> _WRITTEN REQUEST_:
Word for word, restate every line of the material.

> _ENTRIES SUPPLIED_:

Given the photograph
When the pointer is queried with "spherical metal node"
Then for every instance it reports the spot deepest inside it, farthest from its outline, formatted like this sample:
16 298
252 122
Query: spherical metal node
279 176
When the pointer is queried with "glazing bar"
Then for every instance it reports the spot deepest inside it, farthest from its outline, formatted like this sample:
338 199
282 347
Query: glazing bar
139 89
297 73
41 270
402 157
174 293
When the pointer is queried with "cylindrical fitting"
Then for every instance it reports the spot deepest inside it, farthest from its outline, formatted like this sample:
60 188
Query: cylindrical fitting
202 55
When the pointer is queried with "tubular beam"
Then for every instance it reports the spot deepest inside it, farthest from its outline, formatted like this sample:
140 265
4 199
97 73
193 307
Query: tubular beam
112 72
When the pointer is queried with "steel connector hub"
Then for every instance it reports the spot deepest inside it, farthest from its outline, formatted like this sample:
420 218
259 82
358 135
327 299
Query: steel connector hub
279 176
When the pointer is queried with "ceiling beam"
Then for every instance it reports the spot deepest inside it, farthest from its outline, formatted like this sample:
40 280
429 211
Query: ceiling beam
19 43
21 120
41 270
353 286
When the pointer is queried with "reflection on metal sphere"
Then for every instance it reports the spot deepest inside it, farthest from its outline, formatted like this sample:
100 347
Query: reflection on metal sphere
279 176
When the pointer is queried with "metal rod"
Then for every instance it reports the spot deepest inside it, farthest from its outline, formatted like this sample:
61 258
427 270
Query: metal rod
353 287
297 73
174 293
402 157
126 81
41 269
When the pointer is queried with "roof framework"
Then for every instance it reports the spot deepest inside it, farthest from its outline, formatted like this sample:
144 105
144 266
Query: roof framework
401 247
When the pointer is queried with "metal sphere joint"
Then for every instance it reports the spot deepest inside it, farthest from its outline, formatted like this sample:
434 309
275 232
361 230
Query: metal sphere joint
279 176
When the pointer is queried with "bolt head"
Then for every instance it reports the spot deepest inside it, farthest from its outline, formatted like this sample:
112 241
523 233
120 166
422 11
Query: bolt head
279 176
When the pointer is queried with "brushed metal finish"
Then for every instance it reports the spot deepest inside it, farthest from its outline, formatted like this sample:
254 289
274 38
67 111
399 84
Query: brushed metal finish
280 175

> _SOLUTION_:
Given the photograph
When the pointer is queried with "spherical metal node"
Then for every instance it reports the spot deepest inside it, farthest from its outline, formatted like this sample:
16 298
252 122
Query: spherical metal node
279 176
When the pointer is queried with "glazing bar"
Then for every instance it reports the spot deepest inside it, farthest from its outline, formatted like this sample:
338 199
282 347
Query: glazing bar
139 89
297 73
41 270
402 157
174 293
When the pointer is queried with "cylindrical fitting"
Then for every instance it reports the spot deepest inside it, farthest from its outline, formatted like this sample:
60 188
Query: cylindrical fitting
202 55
When the pointer is queried with "tubular beam"
Then for every instance it reports the spot deepest inside it, farthest from its outline, formatted like this sample:
140 265
4 199
97 73
193 307
Query: tubular beam
112 72
When the pointer is queried with "steel connector hub"
Then for every instance it reports the spot deepest inside it, farthest from its outline, formatted like this sample:
420 218
259 82
358 135
327 299
Query: steel connector hub
279 176
When the pointer is queried with "ceiling beam"
Then for every instance it reports the spot deepest inside it, farthest from its outline, formatted like this sample:
40 280
429 211
Query: ceiling beam
19 43
21 120
41 270
353 286
When the pointer is queried with "reflection on metal sphere"
Then for every instance it reports the spot deepest inside it, farthest from its outline, formatted like this sample:
100 347
Query: reflection on metal sphere
279 176
When the pointer is queried with "metal rod"
Then for every instance it reports the spot deepest inside it, farthest from its outline, formatted like this sample:
61 258
427 270
Query: metal rod
353 287
297 73
174 293
402 157
126 81
41 269
When the pointer is queried with "roof framework"
Then for every instance it reports the spot deepest inside it, farthest from its outline, formatted like this sample:
144 105
144 266
Query: roof framework
401 247
When the pointer is queried with "metal sphere joint"
Then for every instance it reports the spot deepest inside it, farthest from its outline, formatted like this sample:
434 309
275 232
361 230
Query: metal sphere joint
279 176
When the pointer is queried with "bolt head"
Then for every instance it reports the spot deepest inside it, farthest from its outline, formatted like this sample:
112 241
523 233
120 166
422 11
Query: bolt head
279 176
When the pointer is queried with "brushed metal finish"
Then for every instance it reports the spot deepest inside it, farthest from its outline, formatted like this sample:
254 289
274 38
67 111
399 84
Query: brushed metal finish
280 175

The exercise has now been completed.